■ **SELECTED PASSAGE**:
= = = =

Undeclared allergens continue to be the leading cause of food recalls in the United States [1]. It results from the failure to declare allergens in food labels, or accidental introduction of allergens in non-allergen foods or processing lines. Cross-contamination, which occurs when adjacent food processing lines are used in the processing of allergenic and non-allergenic foods, can also result in the introduction of allergens into non-allergen food processing lines. This paper reviews the role of chemicals and pollutants in the development of food allergies and provides recommendations on some of the strategies that can be explored further in controlling food allergens.

Keywords


•    Allergen
•    Genetically modified
•    Food
•    Safety

Citation

Nyambok E, Robinson C (2016) The Role of Food Additives and Chemicals in Food Allergy. Ann Food Process Preserv 1(1): 1006

INTRODUCTION

Undeclared allergens was the leading cause of food recalls in 2014 [1]. Undeclared allergens can cause serious health consequences or even death if consumers with allergies are exposed to the contaminated food. An allergy can be defined as an adverse reaction of the body’s immune system that occur immediately following exposure to a chemical, food, or drug. Allergies result from a series of chemical reactions in the body following exposure to substances in the environment (air or water) or diet. An immunoglobulin (Ig), also known as an antibody, is a substance synthesized by the immune system in response to the presence or encounter with foreign substances, called antigens. Immunoglobulins (Igs) are specific in nature, and function by targeting specific biological or chemical molecules for which they are developed, such as bacteria, viruses, fungus, animal dander, pollen, cancer cells, etc. There are five known types of antibodies which are specific to foreign bodies; these include immunoglobulin A, D, M, E, and G, also referred to as IgA, IgD, IgM, IgE, and IgG. IgE is the protein primarily associated with the body’s defenses against foreign bodies; it is the defense protein, and is also involved in allergic reactions which occur during the body’s encounter with foreign substances. There are certain allergic reactions that occur through mechanisms other than the activities of IgE; such allergic reactions are often referred to as non-IgE mediated allergic reactions. Examples include celiac disease, atopic dermatitis (eczema), and food intolerance.

= = = =

■ **EXERCISE DETAILS**: Say whether each statement agrees with the food allergy passage, answering yes or no and quoting the passage's deciding words: 1. Undeclared allergens were the leading cause of food recalls in 2014. 2. There are four known types of antibodies. 3. Celiac disease is given as an example of a non-IgE mediated allergic reaction. The items that follow come from a different source than the food allergy passage.

= = = =

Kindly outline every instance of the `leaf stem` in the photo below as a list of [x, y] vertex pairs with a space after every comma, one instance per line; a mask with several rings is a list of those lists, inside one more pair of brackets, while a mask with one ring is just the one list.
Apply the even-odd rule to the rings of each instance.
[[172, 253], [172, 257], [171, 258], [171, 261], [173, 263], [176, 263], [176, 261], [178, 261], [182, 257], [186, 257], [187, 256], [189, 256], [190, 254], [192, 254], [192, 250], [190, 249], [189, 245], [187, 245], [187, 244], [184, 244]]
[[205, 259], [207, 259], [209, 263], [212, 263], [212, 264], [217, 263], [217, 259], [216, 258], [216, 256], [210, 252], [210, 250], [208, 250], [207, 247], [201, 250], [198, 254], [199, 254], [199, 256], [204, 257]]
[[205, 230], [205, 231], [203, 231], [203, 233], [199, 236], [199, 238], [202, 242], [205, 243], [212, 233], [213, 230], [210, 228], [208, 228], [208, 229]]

= = = =

■ **WRITTEN ANSWER**:
1. Yes: "Undeclared allergens was the leading cause of food recalls in 2014"
2. No: "There are five known types of antibodies"
3. Yes: "Examples include celiac disease, atopic dermatitis (eczema), and food intolerance."